Data to process.

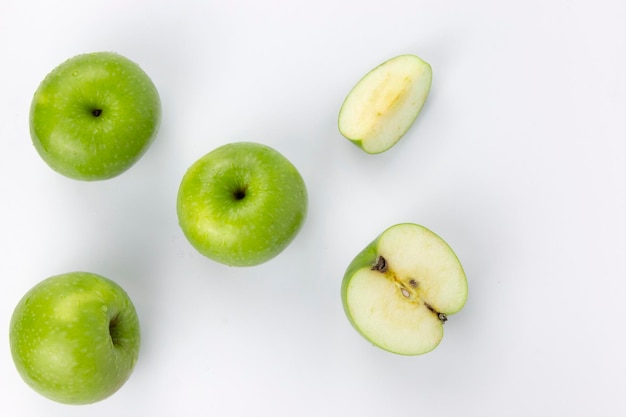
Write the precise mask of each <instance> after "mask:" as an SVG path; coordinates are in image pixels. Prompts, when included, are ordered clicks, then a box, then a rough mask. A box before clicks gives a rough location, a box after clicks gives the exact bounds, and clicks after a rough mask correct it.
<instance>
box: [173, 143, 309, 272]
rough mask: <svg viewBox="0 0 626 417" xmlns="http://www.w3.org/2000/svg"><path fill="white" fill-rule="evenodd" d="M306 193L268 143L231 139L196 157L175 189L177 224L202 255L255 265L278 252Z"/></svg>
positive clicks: (300, 205)
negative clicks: (228, 142) (239, 141)
mask: <svg viewBox="0 0 626 417" xmlns="http://www.w3.org/2000/svg"><path fill="white" fill-rule="evenodd" d="M307 208H308V194H307V189H306V185H305V183H304V180H303V179H302V177H301V175H300V173H299V172H298V170H297V169H296V167H295V166H294V165H293V164H292V163H291V162H290V161H289V160H288V159H287V158H285V157H284V156H283V155H282V154H280V153H279V152H278V151H276V150H275V149H273V148H270V147H269V146H266V145H262V144H259V143H254V142H236V143H230V144H226V145H223V146H220V147H218V148H217V149H214V150H213V151H211V152H209V153H208V154H206V155H204V156H203V157H202V158H200V159H198V160H197V161H196V162H195V163H194V164H193V165H192V166H191V167H190V168H189V169H188V170H187V172H186V173H185V175H184V177H183V179H182V181H181V184H180V187H179V191H178V198H177V213H178V219H179V225H180V227H181V229H182V231H183V232H184V234H185V236H186V237H187V239H188V240H189V242H190V243H191V245H192V246H193V247H194V248H195V249H197V250H198V251H199V252H200V253H201V254H203V255H204V256H206V257H208V258H210V259H213V260H214V261H217V262H220V263H223V264H226V265H230V266H240V267H245V266H254V265H259V264H261V263H264V262H267V261H269V260H270V259H272V258H274V257H275V256H277V255H278V254H279V253H280V252H282V251H283V250H284V249H285V248H286V247H287V246H288V245H289V244H290V243H291V241H292V240H293V239H294V238H295V236H296V235H297V234H298V232H299V230H300V229H301V227H302V225H303V223H304V221H305V219H306V215H307Z"/></svg>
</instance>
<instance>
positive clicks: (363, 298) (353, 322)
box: [341, 223, 468, 355]
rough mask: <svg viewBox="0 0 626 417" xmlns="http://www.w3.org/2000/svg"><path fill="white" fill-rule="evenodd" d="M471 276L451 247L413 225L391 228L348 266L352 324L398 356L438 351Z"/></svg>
mask: <svg viewBox="0 0 626 417" xmlns="http://www.w3.org/2000/svg"><path fill="white" fill-rule="evenodd" d="M467 293H468V287H467V280H466V277H465V272H464V271H463V267H462V266H461V263H460V262H459V260H458V258H457V257H456V255H455V254H454V252H453V251H452V249H451V248H450V247H449V246H448V245H447V244H446V242H444V241H443V239H441V238H440V237H439V236H437V235H436V234H435V233H433V232H432V231H430V230H429V229H427V228H425V227H424V226H421V225H417V224H414V223H401V224H397V225H394V226H392V227H389V228H388V229H387V230H385V231H384V232H383V233H381V234H380V235H379V236H378V237H377V238H376V239H374V241H372V242H371V243H370V244H369V245H367V246H366V247H365V249H363V250H362V251H361V252H360V253H359V254H358V255H357V256H356V257H355V258H354V259H353V261H352V262H351V263H350V265H349V266H348V268H347V270H346V272H345V274H344V278H343V281H342V285H341V299H342V304H343V307H344V311H345V313H346V316H347V318H348V320H349V321H350V323H351V324H352V326H353V327H354V328H355V329H356V330H357V331H358V332H359V333H360V334H361V335H362V336H363V337H364V338H365V339H367V340H368V341H369V342H370V343H372V344H373V345H375V346H378V347H380V348H382V349H384V350H387V351H389V352H392V353H396V354H400V355H421V354H424V353H427V352H430V351H432V350H433V349H435V348H436V347H437V346H438V345H439V343H440V341H441V339H442V337H443V323H444V322H445V321H446V320H447V318H448V316H450V315H452V314H454V313H457V312H458V311H460V310H461V309H462V308H463V306H464V305H465V302H466V300H467Z"/></svg>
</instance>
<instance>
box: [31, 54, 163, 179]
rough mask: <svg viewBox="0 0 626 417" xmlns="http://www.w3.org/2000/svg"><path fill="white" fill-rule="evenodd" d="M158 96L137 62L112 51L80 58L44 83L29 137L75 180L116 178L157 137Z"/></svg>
mask: <svg viewBox="0 0 626 417" xmlns="http://www.w3.org/2000/svg"><path fill="white" fill-rule="evenodd" d="M160 121H161V101H160V98H159V93H158V91H157V89H156V87H155V85H154V84H153V83H152V81H151V79H150V78H149V77H148V75H147V74H146V73H145V72H144V71H143V70H142V69H141V68H140V67H139V66H138V65H137V64H135V63H134V62H132V61H130V60H129V59H127V58H125V57H123V56H121V55H119V54H116V53H113V52H93V53H88V54H82V55H77V56H75V57H73V58H70V59H68V60H67V61H65V62H63V63H62V64H60V65H59V66H57V67H56V68H55V69H53V70H52V71H51V72H50V73H49V74H48V75H47V76H46V77H45V78H44V80H43V81H42V82H41V84H40V85H39V87H38V88H37V90H36V91H35V94H34V96H33V100H32V103H31V108H30V134H31V139H32V142H33V144H34V146H35V149H36V150H37V152H38V153H39V155H40V156H41V158H42V159H43V160H44V161H45V162H46V163H47V164H48V165H49V166H50V167H51V168H52V169H53V170H55V171H57V172H58V173H60V174H62V175H64V176H66V177H69V178H73V179H77V180H84V181H97V180H104V179H109V178H113V177H115V176H117V175H119V174H121V173H122V172H124V171H126V170H127V169H129V168H130V167H131V166H132V165H133V164H134V163H135V162H137V160H139V158H140V157H141V156H142V155H143V154H144V153H145V152H146V150H147V149H148V147H149V146H150V144H151V143H152V142H153V140H154V138H155V137H156V134H157V131H158V129H159V125H160Z"/></svg>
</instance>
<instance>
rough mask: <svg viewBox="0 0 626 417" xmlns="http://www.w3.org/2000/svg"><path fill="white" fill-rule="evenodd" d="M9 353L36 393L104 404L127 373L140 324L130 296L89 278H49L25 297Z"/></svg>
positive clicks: (14, 361)
mask: <svg viewBox="0 0 626 417" xmlns="http://www.w3.org/2000/svg"><path fill="white" fill-rule="evenodd" d="M9 339H10V344H11V354H12V356H13V360H14V362H15V366H16V368H17V370H18V372H19V373H20V375H21V376H22V378H23V379H24V381H25V382H26V383H27V384H28V385H30V387H32V388H33V389H34V390H35V391H37V392H38V393H40V394H41V395H43V396H45V397H47V398H49V399H51V400H54V401H57V402H60V403H65V404H88V403H94V402H97V401H101V400H103V399H105V398H107V397H109V396H110V395H112V394H113V393H114V392H116V391H117V390H118V389H119V388H120V387H122V385H124V383H125V382H126V381H127V379H128V378H129V376H130V375H131V373H132V371H133V369H134V366H135V363H136V362H137V359H138V355H139V346H140V329H139V320H138V317H137V313H136V310H135V307H134V306H133V304H132V302H131V300H130V298H129V297H128V295H127V293H126V292H125V291H124V290H123V289H122V288H121V287H120V286H119V285H118V284H116V283H115V282H113V281H111V280H109V279H107V278H105V277H103V276H100V275H97V274H93V273H88V272H72V273H67V274H62V275H56V276H53V277H50V278H48V279H46V280H44V281H42V282H40V283H39V284H37V285H36V286H34V287H33V288H32V289H31V290H30V291H28V292H27V293H26V294H25V295H24V297H23V298H22V299H21V300H20V302H19V303H18V305H17V306H16V308H15V310H14V312H13V315H12V318H11V324H10V335H9Z"/></svg>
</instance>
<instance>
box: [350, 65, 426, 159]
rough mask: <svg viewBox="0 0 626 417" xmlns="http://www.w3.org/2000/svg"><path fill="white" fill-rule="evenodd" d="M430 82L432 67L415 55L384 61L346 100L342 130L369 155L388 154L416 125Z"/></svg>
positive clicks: (354, 88) (356, 87)
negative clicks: (380, 153)
mask: <svg viewBox="0 0 626 417" xmlns="http://www.w3.org/2000/svg"><path fill="white" fill-rule="evenodd" d="M431 81H432V69H431V67H430V65H429V64H428V63H426V62H424V61H423V60H422V59H420V58H419V57H417V56H415V55H409V54H407V55H400V56H397V57H395V58H392V59H390V60H388V61H385V62H384V63H382V64H381V65H379V66H377V67H376V68H374V69H373V70H371V71H370V72H368V73H367V74H366V75H365V76H364V77H363V78H361V80H360V81H359V82H358V83H357V84H356V85H355V86H354V88H352V90H351V91H350V93H349V94H348V96H347V97H346V99H345V101H344V102H343V105H342V106H341V110H340V111H339V131H340V132H341V134H342V135H343V136H345V137H346V138H347V139H349V140H350V141H351V142H353V143H354V144H356V145H357V146H358V147H360V148H361V149H363V150H364V151H365V152H367V153H371V154H376V153H381V152H384V151H386V150H387V149H389V148H391V147H392V146H393V145H395V144H396V142H398V141H399V140H400V139H401V138H402V136H404V134H405V133H406V132H407V131H408V130H409V128H410V127H411V125H413V122H414V121H415V119H416V118H417V116H418V115H419V113H420V111H421V110H422V107H423V106H424V103H425V102H426V98H428V93H429V92H430V84H431Z"/></svg>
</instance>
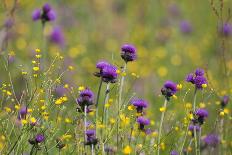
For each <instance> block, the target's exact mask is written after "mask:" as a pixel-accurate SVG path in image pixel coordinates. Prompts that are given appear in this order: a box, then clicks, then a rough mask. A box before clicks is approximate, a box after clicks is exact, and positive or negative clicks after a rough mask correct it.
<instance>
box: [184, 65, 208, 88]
mask: <svg viewBox="0 0 232 155" xmlns="http://www.w3.org/2000/svg"><path fill="white" fill-rule="evenodd" d="M186 81H187V82H191V83H192V84H195V87H196V88H197V89H202V88H204V87H206V86H207V83H208V82H207V80H206V78H205V77H204V70H203V69H196V71H195V74H193V73H190V74H188V75H187V77H186Z"/></svg>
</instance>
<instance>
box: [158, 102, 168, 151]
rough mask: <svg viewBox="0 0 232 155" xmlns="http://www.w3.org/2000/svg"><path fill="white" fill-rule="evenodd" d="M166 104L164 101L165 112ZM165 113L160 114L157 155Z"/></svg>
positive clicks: (165, 109)
mask: <svg viewBox="0 0 232 155" xmlns="http://www.w3.org/2000/svg"><path fill="white" fill-rule="evenodd" d="M167 102H168V100H167V99H165V100H164V108H165V111H166V107H167ZM165 111H164V112H162V115H161V120H160V126H159V135H158V155H159V154H160V147H159V145H160V139H161V134H162V132H161V131H162V126H163V121H164V114H165Z"/></svg>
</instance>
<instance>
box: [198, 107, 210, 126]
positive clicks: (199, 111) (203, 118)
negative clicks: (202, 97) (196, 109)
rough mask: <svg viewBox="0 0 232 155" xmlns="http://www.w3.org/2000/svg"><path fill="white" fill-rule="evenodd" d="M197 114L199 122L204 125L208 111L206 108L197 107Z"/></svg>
mask: <svg viewBox="0 0 232 155" xmlns="http://www.w3.org/2000/svg"><path fill="white" fill-rule="evenodd" d="M195 115H196V116H197V117H198V118H197V122H198V123H199V124H200V125H202V124H203V123H204V121H205V118H206V117H208V115H209V114H208V111H207V110H206V109H203V108H200V109H197V110H196V112H195Z"/></svg>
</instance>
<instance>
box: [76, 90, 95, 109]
mask: <svg viewBox="0 0 232 155" xmlns="http://www.w3.org/2000/svg"><path fill="white" fill-rule="evenodd" d="M93 101H94V93H93V92H92V91H91V90H90V89H89V88H85V89H84V90H82V91H81V92H80V95H79V97H78V98H77V102H78V104H79V105H80V107H81V109H82V111H84V108H85V106H87V107H88V106H89V105H92V104H93Z"/></svg>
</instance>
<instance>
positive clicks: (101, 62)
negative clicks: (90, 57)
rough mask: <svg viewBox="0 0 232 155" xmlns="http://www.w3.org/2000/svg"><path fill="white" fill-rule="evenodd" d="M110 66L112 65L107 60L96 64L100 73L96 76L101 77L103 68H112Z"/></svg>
mask: <svg viewBox="0 0 232 155" xmlns="http://www.w3.org/2000/svg"><path fill="white" fill-rule="evenodd" d="M110 65H111V64H110V63H108V62H107V61H105V60H101V61H98V62H97V64H96V68H97V69H99V72H95V73H94V75H95V76H97V77H101V75H102V70H103V68H105V67H106V66H110Z"/></svg>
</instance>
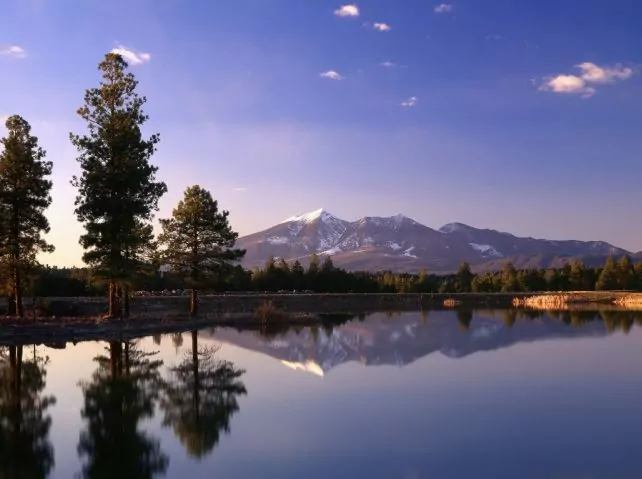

Problem details. State how many lines in the records above contain the string "coordinates", where case matters. Give only the number.

Written reply. 2